INFORMATION GIVEN:
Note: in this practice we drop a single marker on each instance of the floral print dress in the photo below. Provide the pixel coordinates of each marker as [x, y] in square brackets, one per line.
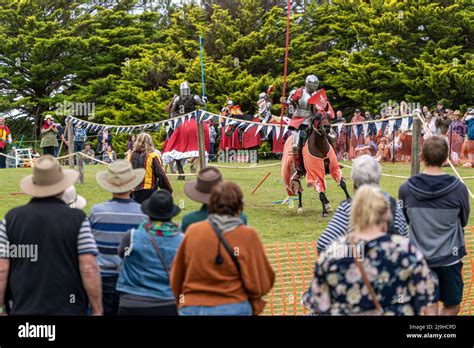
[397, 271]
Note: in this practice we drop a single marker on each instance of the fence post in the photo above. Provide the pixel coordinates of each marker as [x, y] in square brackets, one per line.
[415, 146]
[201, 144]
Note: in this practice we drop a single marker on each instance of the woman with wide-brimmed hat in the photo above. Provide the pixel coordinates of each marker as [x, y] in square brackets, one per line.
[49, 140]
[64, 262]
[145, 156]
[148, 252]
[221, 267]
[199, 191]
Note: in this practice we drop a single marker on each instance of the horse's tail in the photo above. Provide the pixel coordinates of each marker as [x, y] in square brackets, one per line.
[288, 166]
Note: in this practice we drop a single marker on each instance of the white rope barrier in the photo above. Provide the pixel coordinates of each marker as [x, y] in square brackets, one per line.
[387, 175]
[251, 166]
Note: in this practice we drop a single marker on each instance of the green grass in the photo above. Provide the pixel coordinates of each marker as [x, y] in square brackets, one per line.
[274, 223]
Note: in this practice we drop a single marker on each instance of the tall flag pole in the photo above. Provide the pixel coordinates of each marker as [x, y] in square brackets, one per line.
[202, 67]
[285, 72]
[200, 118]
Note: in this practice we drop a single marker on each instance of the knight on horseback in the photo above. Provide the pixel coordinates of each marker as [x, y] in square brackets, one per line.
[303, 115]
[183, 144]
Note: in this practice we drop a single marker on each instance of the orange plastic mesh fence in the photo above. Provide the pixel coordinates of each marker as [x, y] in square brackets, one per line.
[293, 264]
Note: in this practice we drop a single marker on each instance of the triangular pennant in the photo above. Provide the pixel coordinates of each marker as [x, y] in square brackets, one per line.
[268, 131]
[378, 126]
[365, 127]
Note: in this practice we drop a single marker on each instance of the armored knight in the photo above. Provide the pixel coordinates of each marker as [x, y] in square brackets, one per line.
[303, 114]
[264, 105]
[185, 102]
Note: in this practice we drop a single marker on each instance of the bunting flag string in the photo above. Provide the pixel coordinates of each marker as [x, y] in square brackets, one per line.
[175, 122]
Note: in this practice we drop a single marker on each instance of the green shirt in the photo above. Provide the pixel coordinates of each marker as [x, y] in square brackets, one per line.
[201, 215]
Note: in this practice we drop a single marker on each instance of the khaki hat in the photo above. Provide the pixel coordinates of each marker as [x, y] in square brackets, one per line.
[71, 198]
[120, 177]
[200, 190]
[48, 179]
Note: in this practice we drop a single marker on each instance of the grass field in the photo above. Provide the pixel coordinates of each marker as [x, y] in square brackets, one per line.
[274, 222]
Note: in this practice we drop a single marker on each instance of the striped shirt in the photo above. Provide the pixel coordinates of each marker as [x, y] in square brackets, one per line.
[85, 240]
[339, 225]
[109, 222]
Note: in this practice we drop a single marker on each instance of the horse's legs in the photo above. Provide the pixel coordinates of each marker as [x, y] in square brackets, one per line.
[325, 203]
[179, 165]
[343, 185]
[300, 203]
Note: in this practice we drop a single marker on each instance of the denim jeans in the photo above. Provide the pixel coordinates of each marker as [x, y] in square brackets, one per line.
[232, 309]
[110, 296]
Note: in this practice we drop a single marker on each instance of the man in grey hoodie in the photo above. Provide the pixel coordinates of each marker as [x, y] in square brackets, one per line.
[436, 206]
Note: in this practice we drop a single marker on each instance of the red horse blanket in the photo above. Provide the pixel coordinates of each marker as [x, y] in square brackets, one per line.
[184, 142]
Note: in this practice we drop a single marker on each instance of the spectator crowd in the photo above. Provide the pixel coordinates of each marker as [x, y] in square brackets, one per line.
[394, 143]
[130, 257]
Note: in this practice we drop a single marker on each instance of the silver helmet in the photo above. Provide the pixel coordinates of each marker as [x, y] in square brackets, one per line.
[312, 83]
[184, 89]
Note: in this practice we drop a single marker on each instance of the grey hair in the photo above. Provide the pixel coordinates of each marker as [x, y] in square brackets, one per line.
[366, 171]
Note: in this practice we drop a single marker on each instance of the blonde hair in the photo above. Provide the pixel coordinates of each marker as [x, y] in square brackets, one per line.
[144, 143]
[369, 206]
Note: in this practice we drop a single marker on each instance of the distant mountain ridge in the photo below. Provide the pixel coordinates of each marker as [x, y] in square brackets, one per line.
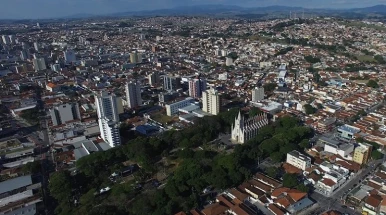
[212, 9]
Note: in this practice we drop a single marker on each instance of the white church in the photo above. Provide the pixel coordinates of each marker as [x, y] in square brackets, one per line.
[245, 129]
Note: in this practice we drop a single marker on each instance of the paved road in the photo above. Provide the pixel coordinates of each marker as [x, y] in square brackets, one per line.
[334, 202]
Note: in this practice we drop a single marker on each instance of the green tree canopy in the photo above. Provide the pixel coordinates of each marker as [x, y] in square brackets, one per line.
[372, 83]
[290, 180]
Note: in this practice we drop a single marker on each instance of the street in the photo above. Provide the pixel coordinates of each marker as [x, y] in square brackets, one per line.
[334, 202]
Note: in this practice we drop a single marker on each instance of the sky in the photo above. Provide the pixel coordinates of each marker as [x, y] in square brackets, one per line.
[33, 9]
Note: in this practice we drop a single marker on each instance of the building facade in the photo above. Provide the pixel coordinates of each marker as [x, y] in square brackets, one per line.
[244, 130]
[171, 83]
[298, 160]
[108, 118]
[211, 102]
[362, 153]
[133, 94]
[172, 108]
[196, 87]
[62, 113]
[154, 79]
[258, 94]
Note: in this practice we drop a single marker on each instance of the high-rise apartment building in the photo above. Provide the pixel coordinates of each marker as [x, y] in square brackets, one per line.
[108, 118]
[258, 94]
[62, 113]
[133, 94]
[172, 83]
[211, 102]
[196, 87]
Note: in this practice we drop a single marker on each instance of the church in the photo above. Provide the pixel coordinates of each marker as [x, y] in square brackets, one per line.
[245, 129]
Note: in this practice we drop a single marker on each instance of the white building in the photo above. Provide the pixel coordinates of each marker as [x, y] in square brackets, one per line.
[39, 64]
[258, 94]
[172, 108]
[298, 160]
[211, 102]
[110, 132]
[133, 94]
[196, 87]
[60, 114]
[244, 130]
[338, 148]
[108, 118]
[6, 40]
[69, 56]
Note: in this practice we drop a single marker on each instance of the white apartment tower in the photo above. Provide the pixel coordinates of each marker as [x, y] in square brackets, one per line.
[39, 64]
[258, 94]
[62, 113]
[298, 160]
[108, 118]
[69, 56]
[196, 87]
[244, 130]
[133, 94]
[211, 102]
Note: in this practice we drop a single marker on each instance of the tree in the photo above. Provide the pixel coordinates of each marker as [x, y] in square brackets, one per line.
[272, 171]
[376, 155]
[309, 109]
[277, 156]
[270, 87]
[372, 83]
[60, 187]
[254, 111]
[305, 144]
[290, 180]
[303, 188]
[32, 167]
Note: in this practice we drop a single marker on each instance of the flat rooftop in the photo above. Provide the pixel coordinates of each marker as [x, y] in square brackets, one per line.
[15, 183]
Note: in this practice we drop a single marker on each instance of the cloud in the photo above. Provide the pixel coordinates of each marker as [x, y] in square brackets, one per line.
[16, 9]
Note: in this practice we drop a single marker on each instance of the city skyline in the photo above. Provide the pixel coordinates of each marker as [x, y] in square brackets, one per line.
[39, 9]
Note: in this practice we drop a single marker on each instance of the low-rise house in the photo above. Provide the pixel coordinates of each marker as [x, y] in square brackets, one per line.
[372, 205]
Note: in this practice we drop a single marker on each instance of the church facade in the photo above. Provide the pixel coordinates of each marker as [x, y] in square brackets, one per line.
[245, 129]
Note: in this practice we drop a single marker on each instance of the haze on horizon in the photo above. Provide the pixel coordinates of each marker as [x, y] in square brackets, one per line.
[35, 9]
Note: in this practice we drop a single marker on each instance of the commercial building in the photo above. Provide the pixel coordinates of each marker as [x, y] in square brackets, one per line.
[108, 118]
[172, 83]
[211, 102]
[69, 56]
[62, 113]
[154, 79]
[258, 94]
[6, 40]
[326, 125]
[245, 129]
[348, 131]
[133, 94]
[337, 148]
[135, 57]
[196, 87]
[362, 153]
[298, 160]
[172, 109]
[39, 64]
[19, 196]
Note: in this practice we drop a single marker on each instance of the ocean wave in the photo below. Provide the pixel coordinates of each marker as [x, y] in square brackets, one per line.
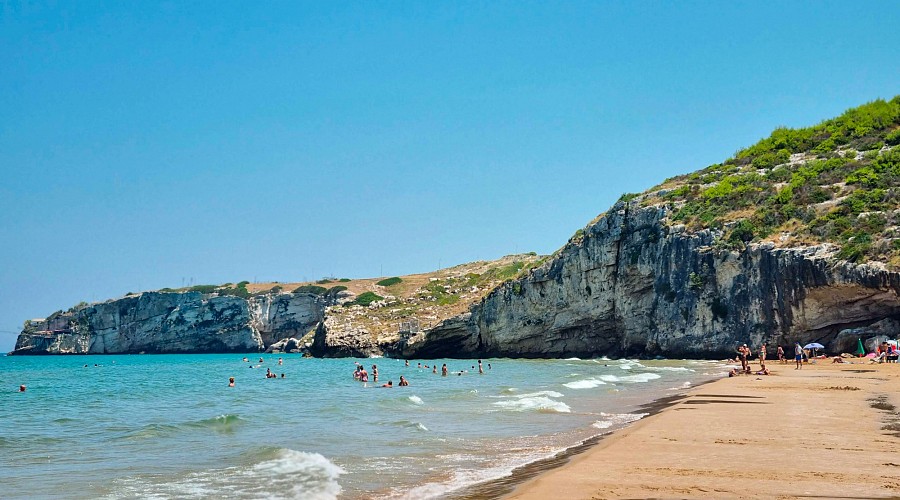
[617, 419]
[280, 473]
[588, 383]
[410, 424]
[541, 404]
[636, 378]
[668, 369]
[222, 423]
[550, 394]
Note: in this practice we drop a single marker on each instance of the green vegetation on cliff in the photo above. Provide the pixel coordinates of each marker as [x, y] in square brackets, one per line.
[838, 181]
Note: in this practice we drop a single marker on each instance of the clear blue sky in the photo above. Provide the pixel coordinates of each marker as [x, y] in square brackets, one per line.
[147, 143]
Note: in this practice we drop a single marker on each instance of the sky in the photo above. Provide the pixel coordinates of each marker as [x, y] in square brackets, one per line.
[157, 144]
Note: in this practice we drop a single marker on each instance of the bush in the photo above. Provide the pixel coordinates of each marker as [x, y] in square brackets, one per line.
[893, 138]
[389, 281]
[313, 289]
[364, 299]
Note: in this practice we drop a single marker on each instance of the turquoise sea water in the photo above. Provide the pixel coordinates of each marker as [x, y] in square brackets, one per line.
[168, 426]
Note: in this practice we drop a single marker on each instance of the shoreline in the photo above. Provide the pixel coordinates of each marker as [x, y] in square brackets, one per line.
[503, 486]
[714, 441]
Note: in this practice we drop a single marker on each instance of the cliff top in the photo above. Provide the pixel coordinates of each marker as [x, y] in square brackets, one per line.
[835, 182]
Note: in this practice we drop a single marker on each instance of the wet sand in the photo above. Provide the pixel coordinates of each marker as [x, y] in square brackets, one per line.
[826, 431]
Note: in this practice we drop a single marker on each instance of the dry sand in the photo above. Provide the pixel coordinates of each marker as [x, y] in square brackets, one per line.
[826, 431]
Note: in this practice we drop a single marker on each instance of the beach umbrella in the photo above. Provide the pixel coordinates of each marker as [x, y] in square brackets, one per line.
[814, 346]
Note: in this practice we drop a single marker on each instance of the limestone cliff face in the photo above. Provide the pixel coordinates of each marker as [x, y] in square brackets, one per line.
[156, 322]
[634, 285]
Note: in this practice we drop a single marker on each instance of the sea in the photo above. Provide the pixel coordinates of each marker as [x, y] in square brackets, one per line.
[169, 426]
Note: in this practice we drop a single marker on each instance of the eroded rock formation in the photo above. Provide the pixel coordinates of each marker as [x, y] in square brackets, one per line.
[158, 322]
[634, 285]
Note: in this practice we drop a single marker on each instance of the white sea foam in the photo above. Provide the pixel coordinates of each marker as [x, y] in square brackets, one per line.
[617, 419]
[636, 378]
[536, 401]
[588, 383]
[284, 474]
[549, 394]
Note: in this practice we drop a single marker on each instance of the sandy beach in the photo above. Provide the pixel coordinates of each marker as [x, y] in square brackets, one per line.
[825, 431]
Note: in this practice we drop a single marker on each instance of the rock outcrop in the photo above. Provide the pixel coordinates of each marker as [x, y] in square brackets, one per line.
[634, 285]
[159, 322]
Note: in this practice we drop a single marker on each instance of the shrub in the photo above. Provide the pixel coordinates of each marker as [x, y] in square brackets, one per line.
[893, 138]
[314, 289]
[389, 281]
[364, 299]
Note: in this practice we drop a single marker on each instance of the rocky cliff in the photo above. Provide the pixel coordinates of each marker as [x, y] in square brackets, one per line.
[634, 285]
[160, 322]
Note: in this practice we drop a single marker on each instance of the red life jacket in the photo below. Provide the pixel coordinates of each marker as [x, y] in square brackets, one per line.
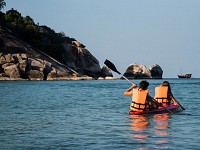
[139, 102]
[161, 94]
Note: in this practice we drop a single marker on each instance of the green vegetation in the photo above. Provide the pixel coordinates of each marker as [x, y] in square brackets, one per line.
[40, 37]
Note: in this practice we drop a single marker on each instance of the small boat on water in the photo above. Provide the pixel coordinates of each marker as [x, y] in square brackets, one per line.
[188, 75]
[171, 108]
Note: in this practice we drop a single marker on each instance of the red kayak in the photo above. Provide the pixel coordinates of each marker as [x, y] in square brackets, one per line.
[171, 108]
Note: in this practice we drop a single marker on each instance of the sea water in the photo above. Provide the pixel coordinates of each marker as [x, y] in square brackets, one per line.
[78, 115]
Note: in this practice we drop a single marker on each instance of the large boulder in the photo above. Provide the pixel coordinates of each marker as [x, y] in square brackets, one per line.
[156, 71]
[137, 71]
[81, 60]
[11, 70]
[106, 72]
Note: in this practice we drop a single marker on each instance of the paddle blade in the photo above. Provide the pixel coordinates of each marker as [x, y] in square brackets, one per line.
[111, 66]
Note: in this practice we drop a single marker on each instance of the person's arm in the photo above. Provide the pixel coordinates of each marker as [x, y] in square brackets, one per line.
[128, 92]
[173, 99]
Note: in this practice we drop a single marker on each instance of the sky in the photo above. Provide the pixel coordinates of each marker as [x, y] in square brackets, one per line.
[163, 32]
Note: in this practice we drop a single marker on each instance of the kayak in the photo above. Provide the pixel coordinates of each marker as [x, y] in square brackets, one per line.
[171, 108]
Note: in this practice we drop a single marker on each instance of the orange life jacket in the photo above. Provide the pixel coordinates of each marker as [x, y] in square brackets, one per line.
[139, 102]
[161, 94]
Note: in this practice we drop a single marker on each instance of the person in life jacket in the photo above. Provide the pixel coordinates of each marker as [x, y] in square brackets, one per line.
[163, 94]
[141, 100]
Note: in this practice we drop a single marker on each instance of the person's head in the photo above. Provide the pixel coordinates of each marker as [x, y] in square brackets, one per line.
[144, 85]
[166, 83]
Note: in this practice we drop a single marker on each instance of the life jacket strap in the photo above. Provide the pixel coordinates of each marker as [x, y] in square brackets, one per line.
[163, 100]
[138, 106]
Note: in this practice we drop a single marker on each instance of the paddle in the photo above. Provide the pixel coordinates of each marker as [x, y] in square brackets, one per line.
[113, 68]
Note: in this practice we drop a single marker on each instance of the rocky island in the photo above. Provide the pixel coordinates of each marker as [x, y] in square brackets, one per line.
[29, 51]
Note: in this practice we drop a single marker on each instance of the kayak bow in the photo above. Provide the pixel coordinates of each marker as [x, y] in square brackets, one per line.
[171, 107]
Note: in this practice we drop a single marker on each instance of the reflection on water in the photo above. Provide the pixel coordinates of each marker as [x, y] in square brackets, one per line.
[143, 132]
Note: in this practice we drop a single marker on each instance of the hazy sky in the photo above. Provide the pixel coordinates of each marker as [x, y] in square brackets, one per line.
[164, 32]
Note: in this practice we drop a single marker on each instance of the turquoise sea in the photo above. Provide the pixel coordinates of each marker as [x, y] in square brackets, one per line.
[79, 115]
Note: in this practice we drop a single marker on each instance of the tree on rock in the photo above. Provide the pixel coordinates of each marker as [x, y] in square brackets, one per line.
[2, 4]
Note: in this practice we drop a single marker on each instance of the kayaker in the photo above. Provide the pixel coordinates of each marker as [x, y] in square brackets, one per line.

TASK INSTRUCTIONS:
Repeat word for word each line from the one with "the rocky island" to the end of the records above, inclusive.

OUTPUT OF THE EXERCISE:
Note: in this practice we drop a single marker on each instance of the rocky island in the photo above. Provide the pixel coordinates of each marker as [x, y] in square brackets, one per line.
[29, 51]
Note: in this practice we drop a single marker on each instance of the kayak bow in the photo above. Provide the pixel coordinates of each marker as [x, y] in square brackets, one per line.
[171, 107]
Note: in this practice we drop a single marker on each instance of the reflection on water in the photo above. Provide the pixel coordinates of each marker as [x, y] in square brackets, one per line.
[143, 132]
Note: in this practice we drop a single marker on each instance of the hazy sky in the photo above. Provide the pixel coordinates of each marker as [x, y] in square brackets, one per line.
[164, 32]
Note: in this practice we drop a single marker on each instance of the turquoise sea in the photo above. Provide the pixel coordinates of each marker as [x, y] in square brackets, one per line.
[79, 115]
Note: in this practice we drop a single marker on each instance of the tree on rock in the photo above. Provide the pixel coordinates of each marker as [x, y] in square brackets, one per line.
[2, 4]
Note: in this practice we drop a single marker on each instance of the kayaker in the photo above. Provide the pixel coordinates of each marker as [x, y] in square brackets, one per line.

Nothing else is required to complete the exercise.